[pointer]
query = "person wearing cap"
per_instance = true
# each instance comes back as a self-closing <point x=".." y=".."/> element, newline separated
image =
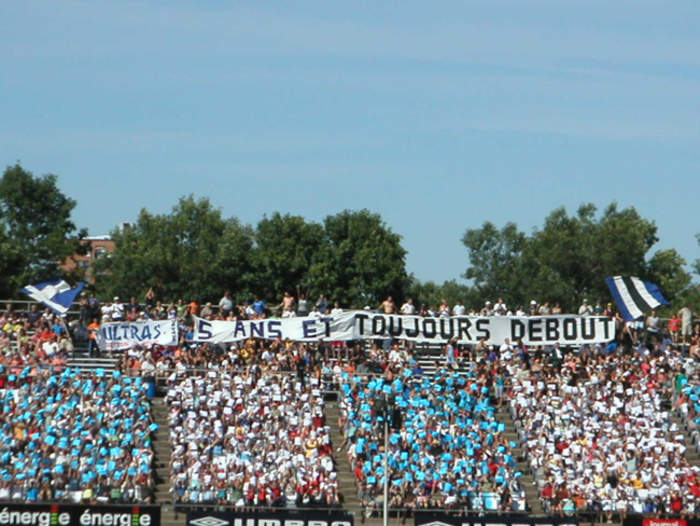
<point x="585" y="309"/>
<point x="117" y="309"/>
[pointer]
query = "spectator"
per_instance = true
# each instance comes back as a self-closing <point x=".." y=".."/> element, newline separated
<point x="585" y="309"/>
<point x="408" y="308"/>
<point x="226" y="304"/>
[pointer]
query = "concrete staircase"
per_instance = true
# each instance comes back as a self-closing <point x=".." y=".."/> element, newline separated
<point x="81" y="359"/>
<point x="691" y="454"/>
<point x="528" y="482"/>
<point x="346" y="478"/>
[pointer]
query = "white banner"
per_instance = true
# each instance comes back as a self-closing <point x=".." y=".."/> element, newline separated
<point x="123" y="335"/>
<point x="361" y="325"/>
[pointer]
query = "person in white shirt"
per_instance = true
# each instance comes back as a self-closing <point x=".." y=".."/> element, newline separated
<point x="408" y="308"/>
<point x="459" y="309"/>
<point x="500" y="309"/>
<point x="117" y="309"/>
<point x="585" y="309"/>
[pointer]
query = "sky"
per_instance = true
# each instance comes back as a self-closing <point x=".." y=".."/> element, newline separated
<point x="436" y="115"/>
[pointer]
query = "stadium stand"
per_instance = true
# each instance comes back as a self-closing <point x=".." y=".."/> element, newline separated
<point x="598" y="433"/>
<point x="250" y="441"/>
<point x="67" y="437"/>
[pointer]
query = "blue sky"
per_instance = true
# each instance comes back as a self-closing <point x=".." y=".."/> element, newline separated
<point x="437" y="115"/>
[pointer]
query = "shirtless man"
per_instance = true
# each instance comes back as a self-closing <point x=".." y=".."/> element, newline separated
<point x="388" y="306"/>
<point x="287" y="305"/>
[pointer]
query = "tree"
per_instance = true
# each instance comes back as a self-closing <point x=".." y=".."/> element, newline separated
<point x="570" y="257"/>
<point x="36" y="230"/>
<point x="285" y="246"/>
<point x="192" y="253"/>
<point x="360" y="262"/>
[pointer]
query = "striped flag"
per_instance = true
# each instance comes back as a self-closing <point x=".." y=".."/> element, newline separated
<point x="56" y="294"/>
<point x="634" y="297"/>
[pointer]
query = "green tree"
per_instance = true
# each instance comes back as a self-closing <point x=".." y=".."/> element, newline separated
<point x="285" y="246"/>
<point x="431" y="294"/>
<point x="360" y="262"/>
<point x="37" y="233"/>
<point x="192" y="253"/>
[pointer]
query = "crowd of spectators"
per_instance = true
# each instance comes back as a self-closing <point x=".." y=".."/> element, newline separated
<point x="33" y="338"/>
<point x="446" y="446"/>
<point x="593" y="420"/>
<point x="76" y="438"/>
<point x="250" y="440"/>
<point x="598" y="435"/>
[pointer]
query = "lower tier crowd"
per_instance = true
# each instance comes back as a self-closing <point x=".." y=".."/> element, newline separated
<point x="600" y="429"/>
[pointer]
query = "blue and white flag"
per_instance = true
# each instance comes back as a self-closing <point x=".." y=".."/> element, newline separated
<point x="634" y="297"/>
<point x="55" y="294"/>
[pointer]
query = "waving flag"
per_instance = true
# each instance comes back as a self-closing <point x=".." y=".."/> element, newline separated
<point x="55" y="294"/>
<point x="634" y="297"/>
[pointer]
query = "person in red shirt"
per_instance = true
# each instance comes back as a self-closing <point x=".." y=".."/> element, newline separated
<point x="674" y="324"/>
<point x="676" y="504"/>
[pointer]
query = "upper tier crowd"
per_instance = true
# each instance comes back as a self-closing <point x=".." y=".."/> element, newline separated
<point x="75" y="437"/>
<point x="247" y="422"/>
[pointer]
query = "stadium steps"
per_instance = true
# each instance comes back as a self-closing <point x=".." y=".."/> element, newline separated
<point x="161" y="448"/>
<point x="169" y="517"/>
<point x="527" y="480"/>
<point x="81" y="359"/>
<point x="346" y="478"/>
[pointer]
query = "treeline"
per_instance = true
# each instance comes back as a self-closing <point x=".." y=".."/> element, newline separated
<point x="352" y="257"/>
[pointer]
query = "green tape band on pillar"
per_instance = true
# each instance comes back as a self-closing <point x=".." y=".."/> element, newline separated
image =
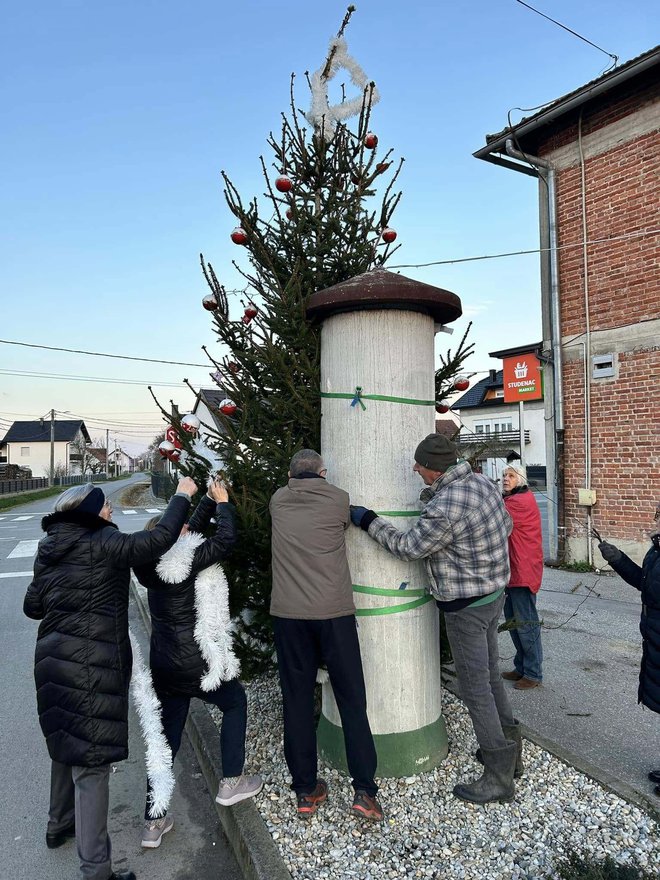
<point x="399" y="754"/>
<point x="412" y="400"/>
<point x="392" y="609"/>
<point x="378" y="591"/>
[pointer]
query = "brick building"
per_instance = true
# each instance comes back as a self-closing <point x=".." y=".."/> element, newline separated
<point x="596" y="153"/>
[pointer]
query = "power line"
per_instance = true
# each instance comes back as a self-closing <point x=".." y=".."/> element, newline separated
<point x="142" y="383"/>
<point x="560" y="247"/>
<point x="615" y="58"/>
<point x="123" y="357"/>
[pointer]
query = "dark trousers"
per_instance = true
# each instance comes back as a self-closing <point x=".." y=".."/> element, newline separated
<point x="231" y="700"/>
<point x="302" y="646"/>
<point x="83" y="792"/>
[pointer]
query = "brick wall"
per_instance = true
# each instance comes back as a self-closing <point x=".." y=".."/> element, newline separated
<point x="623" y="196"/>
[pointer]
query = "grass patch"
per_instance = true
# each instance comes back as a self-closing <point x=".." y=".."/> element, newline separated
<point x="580" y="867"/>
<point x="9" y="501"/>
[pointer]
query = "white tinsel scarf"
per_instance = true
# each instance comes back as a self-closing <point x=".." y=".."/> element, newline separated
<point x="159" y="754"/>
<point x="213" y="630"/>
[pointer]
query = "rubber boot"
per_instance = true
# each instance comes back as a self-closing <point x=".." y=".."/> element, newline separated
<point x="496" y="784"/>
<point x="512" y="732"/>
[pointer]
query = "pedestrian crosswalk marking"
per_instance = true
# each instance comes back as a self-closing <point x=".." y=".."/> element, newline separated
<point x="24" y="548"/>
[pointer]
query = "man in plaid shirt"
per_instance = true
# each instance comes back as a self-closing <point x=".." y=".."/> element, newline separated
<point x="462" y="534"/>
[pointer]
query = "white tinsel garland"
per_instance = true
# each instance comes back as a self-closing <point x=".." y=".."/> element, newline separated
<point x="158" y="752"/>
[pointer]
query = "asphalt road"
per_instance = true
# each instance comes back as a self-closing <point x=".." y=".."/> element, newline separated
<point x="195" y="850"/>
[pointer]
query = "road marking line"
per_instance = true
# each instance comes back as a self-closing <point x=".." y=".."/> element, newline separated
<point x="24" y="548"/>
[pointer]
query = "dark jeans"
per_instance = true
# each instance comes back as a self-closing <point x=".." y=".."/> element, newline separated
<point x="302" y="646"/>
<point x="472" y="634"/>
<point x="520" y="605"/>
<point x="83" y="792"/>
<point x="231" y="700"/>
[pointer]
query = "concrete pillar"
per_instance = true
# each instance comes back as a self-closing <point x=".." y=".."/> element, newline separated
<point x="378" y="334"/>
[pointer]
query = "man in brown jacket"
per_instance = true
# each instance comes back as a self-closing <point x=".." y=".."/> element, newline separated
<point x="314" y="623"/>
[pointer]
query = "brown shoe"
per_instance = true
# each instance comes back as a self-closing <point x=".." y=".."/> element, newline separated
<point x="309" y="803"/>
<point x="526" y="684"/>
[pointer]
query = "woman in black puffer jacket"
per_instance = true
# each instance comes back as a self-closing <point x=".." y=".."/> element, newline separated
<point x="647" y="580"/>
<point x="83" y="657"/>
<point x="191" y="651"/>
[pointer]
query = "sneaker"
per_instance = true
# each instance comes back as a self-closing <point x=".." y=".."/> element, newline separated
<point x="309" y="803"/>
<point x="153" y="831"/>
<point x="366" y="807"/>
<point x="238" y="788"/>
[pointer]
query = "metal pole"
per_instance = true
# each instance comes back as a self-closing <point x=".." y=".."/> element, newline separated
<point x="51" y="479"/>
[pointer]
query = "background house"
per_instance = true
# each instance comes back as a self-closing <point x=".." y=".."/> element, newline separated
<point x="28" y="444"/>
<point x="490" y="430"/>
<point x="596" y="152"/>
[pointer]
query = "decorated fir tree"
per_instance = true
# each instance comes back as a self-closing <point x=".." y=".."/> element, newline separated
<point x="325" y="217"/>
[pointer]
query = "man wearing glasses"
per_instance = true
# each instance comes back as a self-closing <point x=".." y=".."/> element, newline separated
<point x="314" y="623"/>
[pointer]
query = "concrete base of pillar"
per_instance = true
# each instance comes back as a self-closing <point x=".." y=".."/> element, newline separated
<point x="399" y="754"/>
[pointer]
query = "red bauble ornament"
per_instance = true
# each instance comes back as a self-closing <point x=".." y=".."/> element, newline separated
<point x="190" y="423"/>
<point x="284" y="184"/>
<point x="166" y="448"/>
<point x="227" y="407"/>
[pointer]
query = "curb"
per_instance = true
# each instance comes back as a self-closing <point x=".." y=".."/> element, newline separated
<point x="253" y="847"/>
<point x="598" y="774"/>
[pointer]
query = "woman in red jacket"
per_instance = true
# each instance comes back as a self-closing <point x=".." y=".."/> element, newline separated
<point x="526" y="558"/>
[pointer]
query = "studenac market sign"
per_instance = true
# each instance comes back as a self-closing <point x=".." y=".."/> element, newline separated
<point x="523" y="379"/>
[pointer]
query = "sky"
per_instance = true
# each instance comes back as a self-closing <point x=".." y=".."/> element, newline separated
<point x="117" y="119"/>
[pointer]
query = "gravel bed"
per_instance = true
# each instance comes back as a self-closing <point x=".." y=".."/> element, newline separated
<point x="429" y="833"/>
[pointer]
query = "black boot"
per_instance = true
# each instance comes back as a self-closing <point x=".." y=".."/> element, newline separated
<point x="496" y="784"/>
<point x="512" y="732"/>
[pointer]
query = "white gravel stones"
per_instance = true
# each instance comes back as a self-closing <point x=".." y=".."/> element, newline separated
<point x="429" y="833"/>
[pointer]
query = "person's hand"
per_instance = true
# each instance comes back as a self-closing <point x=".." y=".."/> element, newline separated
<point x="609" y="552"/>
<point x="357" y="513"/>
<point x="187" y="485"/>
<point x="218" y="491"/>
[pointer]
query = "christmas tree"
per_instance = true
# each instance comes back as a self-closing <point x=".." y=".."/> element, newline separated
<point x="322" y="222"/>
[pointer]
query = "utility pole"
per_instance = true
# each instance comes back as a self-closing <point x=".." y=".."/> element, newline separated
<point x="51" y="476"/>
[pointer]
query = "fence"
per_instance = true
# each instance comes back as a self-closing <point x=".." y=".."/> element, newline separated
<point x="9" y="487"/>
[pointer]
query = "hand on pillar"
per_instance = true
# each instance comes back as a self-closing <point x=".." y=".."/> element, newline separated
<point x="362" y="516"/>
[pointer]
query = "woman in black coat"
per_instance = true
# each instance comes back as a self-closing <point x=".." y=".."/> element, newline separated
<point x="83" y="657"/>
<point x="191" y="651"/>
<point x="647" y="580"/>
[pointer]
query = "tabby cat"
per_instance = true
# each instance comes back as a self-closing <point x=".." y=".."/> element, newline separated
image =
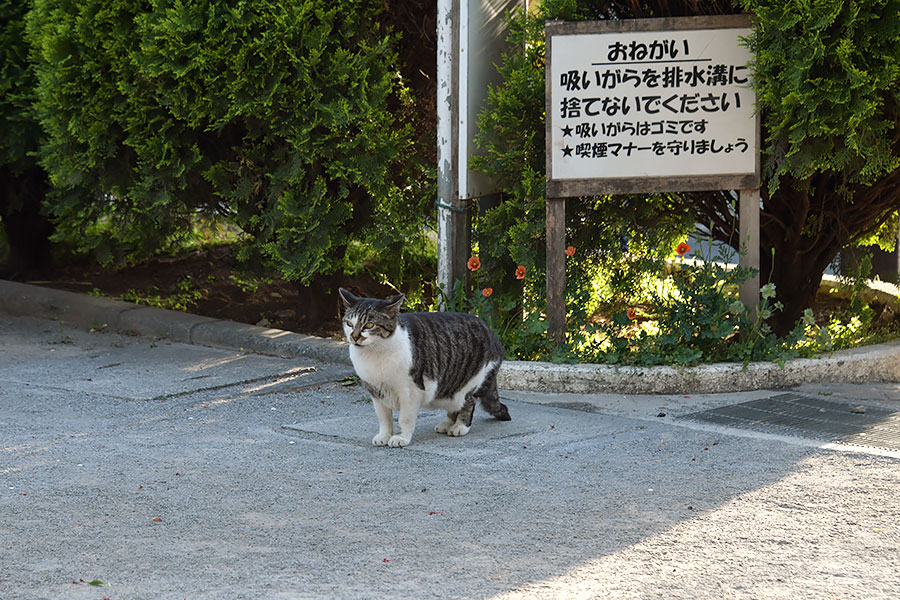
<point x="410" y="361"/>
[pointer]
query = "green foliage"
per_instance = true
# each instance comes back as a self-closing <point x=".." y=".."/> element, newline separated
<point x="21" y="131"/>
<point x="827" y="75"/>
<point x="288" y="118"/>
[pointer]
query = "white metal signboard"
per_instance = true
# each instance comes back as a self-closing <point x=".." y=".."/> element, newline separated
<point x="650" y="105"/>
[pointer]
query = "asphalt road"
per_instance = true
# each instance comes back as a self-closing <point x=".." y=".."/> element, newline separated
<point x="162" y="470"/>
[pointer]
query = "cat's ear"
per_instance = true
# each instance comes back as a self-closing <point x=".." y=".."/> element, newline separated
<point x="348" y="298"/>
<point x="394" y="303"/>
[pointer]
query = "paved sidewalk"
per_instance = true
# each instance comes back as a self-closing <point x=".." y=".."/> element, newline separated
<point x="169" y="470"/>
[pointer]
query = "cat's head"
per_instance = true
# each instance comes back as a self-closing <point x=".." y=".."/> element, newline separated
<point x="367" y="321"/>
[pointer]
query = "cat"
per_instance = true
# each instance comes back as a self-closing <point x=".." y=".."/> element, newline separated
<point x="409" y="361"/>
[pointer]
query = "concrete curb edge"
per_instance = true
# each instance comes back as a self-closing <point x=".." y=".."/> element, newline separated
<point x="875" y="363"/>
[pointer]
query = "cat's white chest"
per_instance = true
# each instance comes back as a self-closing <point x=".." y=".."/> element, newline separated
<point x="385" y="364"/>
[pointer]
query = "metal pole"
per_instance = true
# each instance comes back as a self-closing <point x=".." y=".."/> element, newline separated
<point x="556" y="269"/>
<point x="749" y="256"/>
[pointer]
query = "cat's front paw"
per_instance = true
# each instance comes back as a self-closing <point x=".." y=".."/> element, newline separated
<point x="444" y="426"/>
<point x="458" y="430"/>
<point x="398" y="441"/>
<point x="381" y="439"/>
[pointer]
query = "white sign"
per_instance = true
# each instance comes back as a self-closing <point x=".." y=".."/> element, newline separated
<point x="643" y="104"/>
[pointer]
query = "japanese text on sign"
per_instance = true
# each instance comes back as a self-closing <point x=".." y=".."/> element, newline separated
<point x="651" y="104"/>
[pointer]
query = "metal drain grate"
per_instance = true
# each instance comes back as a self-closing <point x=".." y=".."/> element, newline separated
<point x="814" y="418"/>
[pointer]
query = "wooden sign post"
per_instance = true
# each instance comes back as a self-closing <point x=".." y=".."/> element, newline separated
<point x="644" y="106"/>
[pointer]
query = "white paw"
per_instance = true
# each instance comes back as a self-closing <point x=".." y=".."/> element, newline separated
<point x="398" y="441"/>
<point x="458" y="430"/>
<point x="444" y="426"/>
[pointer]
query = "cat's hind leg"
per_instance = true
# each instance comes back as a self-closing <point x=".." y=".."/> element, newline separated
<point x="490" y="398"/>
<point x="463" y="421"/>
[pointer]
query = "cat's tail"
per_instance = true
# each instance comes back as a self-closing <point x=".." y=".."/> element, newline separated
<point x="490" y="398"/>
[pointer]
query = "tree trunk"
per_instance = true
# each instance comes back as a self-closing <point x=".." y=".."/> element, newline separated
<point x="27" y="229"/>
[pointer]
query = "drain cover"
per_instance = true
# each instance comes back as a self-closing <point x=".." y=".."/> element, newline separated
<point x="804" y="416"/>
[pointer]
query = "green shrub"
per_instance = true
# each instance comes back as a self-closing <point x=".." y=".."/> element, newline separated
<point x="288" y="118"/>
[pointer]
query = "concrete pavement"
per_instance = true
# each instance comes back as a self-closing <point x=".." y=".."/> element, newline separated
<point x="161" y="469"/>
<point x="876" y="363"/>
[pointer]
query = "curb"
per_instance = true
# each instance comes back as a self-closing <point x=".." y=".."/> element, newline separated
<point x="870" y="364"/>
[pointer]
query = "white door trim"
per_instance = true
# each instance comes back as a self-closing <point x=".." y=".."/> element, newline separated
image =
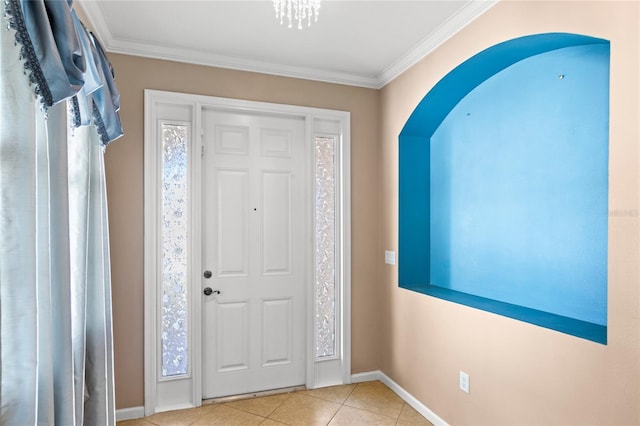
<point x="186" y="391"/>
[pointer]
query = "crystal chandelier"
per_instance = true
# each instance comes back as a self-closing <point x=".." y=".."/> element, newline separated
<point x="297" y="10"/>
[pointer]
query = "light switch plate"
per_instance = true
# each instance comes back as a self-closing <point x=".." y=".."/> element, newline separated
<point x="390" y="257"/>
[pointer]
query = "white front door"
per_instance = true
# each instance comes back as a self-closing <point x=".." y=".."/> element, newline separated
<point x="256" y="245"/>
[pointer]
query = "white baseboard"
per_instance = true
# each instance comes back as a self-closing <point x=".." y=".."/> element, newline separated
<point x="129" y="413"/>
<point x="425" y="411"/>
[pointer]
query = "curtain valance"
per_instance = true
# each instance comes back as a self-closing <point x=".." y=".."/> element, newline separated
<point x="65" y="61"/>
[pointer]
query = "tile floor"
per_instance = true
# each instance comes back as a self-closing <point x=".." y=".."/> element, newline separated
<point x="369" y="403"/>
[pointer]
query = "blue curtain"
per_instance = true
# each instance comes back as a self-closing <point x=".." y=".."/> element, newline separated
<point x="58" y="110"/>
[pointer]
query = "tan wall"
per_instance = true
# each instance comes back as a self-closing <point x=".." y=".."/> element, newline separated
<point x="124" y="165"/>
<point x="520" y="373"/>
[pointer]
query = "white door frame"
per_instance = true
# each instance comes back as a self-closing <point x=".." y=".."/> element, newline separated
<point x="162" y="394"/>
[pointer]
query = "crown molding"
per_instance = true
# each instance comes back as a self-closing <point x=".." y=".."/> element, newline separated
<point x="444" y="32"/>
<point x="221" y="61"/>
<point x="472" y="10"/>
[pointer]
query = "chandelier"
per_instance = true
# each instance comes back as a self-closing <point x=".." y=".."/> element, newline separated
<point x="297" y="10"/>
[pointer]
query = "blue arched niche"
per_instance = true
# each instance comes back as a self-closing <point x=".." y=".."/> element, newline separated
<point x="503" y="171"/>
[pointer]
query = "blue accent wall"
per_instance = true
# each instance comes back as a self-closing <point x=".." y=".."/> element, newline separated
<point x="511" y="149"/>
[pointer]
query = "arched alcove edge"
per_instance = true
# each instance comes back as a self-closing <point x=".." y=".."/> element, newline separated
<point x="414" y="178"/>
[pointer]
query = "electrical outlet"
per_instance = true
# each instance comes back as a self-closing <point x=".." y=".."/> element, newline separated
<point x="464" y="381"/>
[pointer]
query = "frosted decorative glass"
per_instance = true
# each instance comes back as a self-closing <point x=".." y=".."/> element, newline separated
<point x="325" y="221"/>
<point x="174" y="250"/>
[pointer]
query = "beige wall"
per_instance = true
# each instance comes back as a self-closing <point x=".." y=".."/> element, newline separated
<point x="124" y="165"/>
<point x="520" y="373"/>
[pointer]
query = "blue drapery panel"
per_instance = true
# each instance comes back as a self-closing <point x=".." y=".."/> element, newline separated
<point x="65" y="61"/>
<point x="56" y="343"/>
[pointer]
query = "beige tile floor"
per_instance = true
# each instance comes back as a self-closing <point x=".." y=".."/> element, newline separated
<point x="369" y="403"/>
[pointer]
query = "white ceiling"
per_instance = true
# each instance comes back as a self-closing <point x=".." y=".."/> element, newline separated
<point x="360" y="43"/>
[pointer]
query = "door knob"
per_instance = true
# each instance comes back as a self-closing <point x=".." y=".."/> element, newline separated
<point x="208" y="291"/>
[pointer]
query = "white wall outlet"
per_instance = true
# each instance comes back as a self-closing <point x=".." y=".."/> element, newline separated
<point x="464" y="381"/>
<point x="390" y="257"/>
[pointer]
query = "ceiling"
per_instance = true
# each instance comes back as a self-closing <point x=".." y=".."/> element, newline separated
<point x="360" y="43"/>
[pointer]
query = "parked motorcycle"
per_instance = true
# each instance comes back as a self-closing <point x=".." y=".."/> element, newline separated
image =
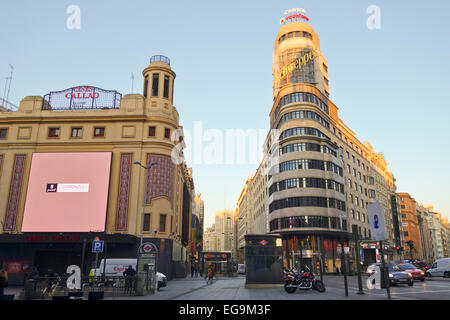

* * * *

**REQUIREMENT**
Extract each line of the listing above that contains the string "person", keeping their original order.

**SOLVED EXERCISE**
query = "person wearing cap"
query = "person in white shirt"
query = "person in red shirt"
query = "person's hand"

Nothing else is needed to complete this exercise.